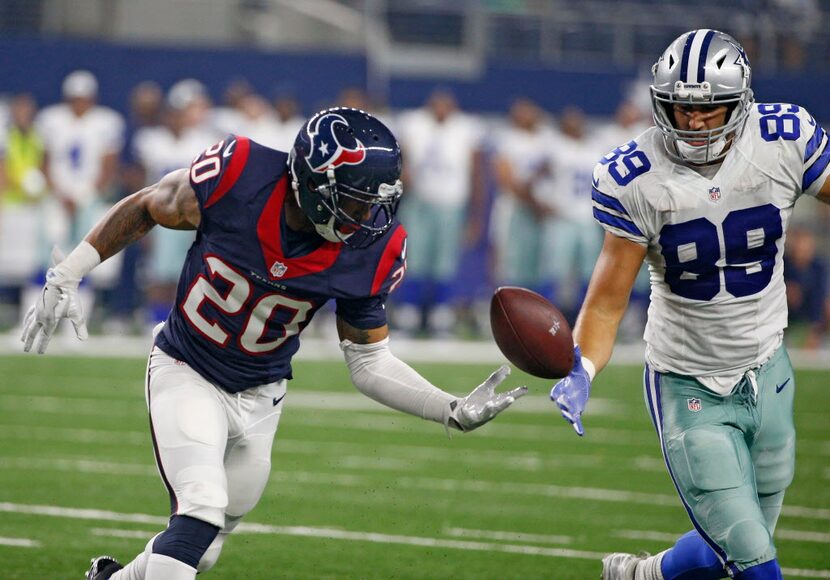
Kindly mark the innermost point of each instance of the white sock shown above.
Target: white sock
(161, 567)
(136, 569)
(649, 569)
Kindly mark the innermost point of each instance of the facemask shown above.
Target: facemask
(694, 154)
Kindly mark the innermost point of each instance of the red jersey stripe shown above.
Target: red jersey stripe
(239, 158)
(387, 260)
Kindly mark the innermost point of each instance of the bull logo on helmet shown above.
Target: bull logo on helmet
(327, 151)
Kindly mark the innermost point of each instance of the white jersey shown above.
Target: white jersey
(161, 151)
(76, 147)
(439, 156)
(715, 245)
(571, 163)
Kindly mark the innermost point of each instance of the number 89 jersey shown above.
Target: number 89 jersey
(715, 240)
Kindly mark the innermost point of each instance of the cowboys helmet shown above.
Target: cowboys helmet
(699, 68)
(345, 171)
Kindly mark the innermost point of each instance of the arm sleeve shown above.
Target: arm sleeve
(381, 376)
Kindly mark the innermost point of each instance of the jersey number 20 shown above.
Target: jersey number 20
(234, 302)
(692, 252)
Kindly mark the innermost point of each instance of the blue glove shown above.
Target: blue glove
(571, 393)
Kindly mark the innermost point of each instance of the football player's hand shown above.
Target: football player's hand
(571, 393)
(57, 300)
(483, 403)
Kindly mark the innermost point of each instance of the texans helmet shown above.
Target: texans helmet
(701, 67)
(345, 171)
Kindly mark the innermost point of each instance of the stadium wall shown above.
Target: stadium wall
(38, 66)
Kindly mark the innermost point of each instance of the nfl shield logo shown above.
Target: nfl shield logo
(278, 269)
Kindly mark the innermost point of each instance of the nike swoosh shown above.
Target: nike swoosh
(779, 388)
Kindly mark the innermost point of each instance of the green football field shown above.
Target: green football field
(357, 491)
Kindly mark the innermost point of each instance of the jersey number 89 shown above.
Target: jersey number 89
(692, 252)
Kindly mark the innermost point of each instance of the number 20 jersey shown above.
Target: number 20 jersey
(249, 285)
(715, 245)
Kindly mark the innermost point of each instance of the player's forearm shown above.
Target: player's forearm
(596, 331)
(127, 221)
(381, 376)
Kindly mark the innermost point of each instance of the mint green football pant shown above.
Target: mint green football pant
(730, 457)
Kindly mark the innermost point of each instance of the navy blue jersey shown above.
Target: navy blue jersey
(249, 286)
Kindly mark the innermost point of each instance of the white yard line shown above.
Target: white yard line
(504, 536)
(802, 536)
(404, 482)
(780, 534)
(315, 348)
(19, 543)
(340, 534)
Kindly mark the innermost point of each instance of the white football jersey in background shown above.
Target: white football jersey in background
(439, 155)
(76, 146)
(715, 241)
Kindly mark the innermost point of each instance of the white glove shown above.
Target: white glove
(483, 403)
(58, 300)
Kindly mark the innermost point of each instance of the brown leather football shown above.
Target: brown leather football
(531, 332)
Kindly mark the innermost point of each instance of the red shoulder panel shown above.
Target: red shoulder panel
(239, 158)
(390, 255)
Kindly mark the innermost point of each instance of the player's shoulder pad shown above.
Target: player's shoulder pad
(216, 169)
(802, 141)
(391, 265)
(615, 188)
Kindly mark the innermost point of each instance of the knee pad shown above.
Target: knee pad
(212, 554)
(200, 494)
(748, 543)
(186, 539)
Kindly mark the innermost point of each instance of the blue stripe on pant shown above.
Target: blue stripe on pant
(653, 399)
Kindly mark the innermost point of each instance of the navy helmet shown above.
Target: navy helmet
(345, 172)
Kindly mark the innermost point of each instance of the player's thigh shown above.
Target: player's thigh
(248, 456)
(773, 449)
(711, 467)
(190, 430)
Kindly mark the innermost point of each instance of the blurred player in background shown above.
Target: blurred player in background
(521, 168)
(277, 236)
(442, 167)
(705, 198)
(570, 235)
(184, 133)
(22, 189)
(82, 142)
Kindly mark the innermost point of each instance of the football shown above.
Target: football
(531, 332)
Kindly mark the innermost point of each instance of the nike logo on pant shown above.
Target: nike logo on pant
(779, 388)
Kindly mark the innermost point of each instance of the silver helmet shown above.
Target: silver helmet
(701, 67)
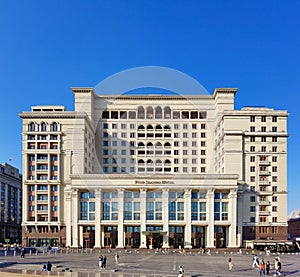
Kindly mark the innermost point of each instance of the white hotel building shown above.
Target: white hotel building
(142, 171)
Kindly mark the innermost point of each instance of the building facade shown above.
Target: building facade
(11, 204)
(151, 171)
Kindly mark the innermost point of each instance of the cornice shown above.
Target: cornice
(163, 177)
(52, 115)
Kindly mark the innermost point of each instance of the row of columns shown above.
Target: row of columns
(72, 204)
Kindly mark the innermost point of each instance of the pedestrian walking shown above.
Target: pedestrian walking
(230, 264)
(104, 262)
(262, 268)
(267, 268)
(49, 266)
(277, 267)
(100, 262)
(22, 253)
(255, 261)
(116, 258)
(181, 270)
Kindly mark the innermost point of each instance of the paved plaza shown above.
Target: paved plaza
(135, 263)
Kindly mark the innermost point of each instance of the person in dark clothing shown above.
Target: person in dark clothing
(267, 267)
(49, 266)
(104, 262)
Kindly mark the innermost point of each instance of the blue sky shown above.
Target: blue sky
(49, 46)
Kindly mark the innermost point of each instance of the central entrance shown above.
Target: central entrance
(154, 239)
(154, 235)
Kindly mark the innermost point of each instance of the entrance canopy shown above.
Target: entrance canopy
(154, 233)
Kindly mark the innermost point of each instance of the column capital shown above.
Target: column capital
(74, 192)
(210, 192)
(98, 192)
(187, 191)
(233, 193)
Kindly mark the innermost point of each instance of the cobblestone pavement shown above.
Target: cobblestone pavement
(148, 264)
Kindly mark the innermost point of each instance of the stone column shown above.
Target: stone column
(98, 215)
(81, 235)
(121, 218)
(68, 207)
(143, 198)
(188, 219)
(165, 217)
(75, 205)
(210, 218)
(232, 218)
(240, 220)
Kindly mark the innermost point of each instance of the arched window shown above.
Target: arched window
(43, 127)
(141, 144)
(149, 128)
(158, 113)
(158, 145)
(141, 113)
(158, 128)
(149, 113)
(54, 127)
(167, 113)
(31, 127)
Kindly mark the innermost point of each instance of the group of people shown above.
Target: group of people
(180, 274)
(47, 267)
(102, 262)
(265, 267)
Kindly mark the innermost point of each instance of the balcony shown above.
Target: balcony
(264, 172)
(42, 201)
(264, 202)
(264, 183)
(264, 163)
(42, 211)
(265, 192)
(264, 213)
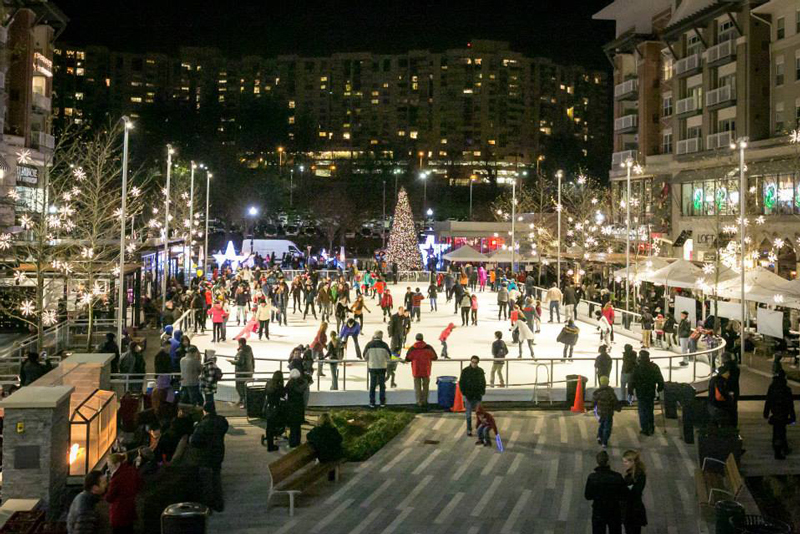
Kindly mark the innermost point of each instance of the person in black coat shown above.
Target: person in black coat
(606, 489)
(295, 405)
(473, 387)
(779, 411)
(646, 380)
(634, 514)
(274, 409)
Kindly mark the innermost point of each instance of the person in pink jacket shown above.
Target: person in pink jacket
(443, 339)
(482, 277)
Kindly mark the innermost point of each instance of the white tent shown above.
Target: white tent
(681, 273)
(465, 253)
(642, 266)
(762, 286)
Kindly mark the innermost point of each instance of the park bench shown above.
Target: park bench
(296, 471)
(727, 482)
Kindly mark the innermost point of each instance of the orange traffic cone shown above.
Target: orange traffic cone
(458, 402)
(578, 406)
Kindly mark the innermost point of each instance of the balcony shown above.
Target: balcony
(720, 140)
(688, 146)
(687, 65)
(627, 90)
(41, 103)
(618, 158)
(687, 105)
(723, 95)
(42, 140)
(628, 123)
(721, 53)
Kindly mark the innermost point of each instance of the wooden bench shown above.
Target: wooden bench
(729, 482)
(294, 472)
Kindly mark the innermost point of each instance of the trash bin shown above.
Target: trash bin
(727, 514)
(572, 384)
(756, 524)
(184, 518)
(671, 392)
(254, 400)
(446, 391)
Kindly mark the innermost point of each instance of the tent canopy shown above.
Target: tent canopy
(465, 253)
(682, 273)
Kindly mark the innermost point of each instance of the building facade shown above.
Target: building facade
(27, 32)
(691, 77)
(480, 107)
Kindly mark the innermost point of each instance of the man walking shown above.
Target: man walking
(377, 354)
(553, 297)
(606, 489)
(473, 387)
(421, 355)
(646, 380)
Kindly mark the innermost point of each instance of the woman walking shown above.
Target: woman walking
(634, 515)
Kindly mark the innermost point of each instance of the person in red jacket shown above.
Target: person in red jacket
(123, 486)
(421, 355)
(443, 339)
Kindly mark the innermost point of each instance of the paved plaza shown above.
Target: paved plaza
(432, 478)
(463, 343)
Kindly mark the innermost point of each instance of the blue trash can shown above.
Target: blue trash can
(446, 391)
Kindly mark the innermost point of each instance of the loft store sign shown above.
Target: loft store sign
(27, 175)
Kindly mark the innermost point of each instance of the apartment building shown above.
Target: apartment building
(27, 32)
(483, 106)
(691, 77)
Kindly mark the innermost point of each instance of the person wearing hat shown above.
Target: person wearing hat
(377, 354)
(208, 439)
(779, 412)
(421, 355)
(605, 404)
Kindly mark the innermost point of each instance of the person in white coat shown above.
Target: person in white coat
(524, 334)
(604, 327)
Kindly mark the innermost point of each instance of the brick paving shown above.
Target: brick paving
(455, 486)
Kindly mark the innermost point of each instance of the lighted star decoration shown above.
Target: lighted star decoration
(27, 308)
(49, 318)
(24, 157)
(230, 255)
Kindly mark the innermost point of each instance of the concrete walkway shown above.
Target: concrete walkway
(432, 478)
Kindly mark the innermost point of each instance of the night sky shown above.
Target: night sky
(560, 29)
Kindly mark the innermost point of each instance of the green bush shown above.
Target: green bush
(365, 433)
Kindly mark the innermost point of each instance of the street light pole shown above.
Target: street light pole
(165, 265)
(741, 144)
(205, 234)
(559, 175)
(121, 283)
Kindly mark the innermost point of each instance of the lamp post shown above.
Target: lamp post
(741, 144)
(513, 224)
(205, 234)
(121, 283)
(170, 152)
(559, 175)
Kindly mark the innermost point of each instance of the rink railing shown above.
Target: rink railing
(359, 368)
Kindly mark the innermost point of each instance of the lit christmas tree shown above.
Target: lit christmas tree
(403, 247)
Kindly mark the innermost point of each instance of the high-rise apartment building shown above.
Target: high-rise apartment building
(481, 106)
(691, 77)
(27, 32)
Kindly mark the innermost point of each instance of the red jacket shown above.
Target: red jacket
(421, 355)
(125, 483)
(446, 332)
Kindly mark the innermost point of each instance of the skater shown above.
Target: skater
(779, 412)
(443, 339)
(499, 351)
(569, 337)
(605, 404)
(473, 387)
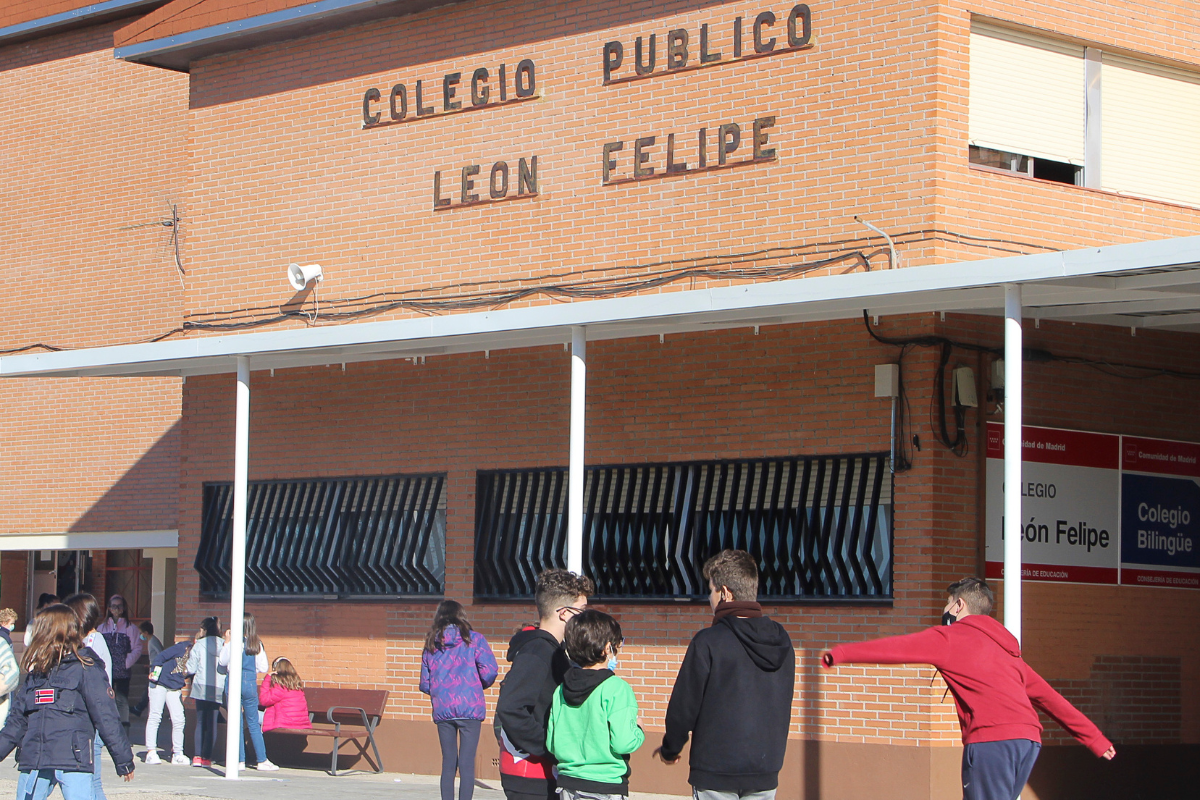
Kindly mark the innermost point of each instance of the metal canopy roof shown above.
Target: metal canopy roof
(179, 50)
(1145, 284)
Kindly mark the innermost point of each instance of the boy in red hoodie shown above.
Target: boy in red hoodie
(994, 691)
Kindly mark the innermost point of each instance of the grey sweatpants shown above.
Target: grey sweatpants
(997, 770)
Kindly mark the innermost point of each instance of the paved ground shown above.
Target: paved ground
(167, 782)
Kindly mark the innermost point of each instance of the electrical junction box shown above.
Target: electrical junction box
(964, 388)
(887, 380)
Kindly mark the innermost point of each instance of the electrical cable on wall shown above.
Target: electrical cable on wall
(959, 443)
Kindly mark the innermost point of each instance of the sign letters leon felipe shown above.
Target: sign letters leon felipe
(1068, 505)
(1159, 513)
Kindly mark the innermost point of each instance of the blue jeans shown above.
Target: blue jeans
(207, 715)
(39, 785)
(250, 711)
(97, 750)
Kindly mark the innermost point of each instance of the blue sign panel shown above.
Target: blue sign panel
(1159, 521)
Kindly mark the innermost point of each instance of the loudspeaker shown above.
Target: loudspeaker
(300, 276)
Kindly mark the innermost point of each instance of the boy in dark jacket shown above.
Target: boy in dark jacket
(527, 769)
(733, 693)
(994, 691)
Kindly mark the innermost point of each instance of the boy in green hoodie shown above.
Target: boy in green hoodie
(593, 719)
==============================
• [WHAT YOU SHOULD DO]:
Repeat exactly the lines above from the one with "line shown above." up to and including the one with "jersey in background shown above.". No other line belongs in the reply.

• [OUTPUT FOR THIS EXERCISE]:
Kindly mark the innermost point of each instance of the white yard line shown above.
Target: white yard line
(504, 536)
(802, 536)
(404, 482)
(780, 534)
(315, 348)
(19, 543)
(340, 534)
Kindly mark the innermost point of each instance of the white football jersey in background shown above.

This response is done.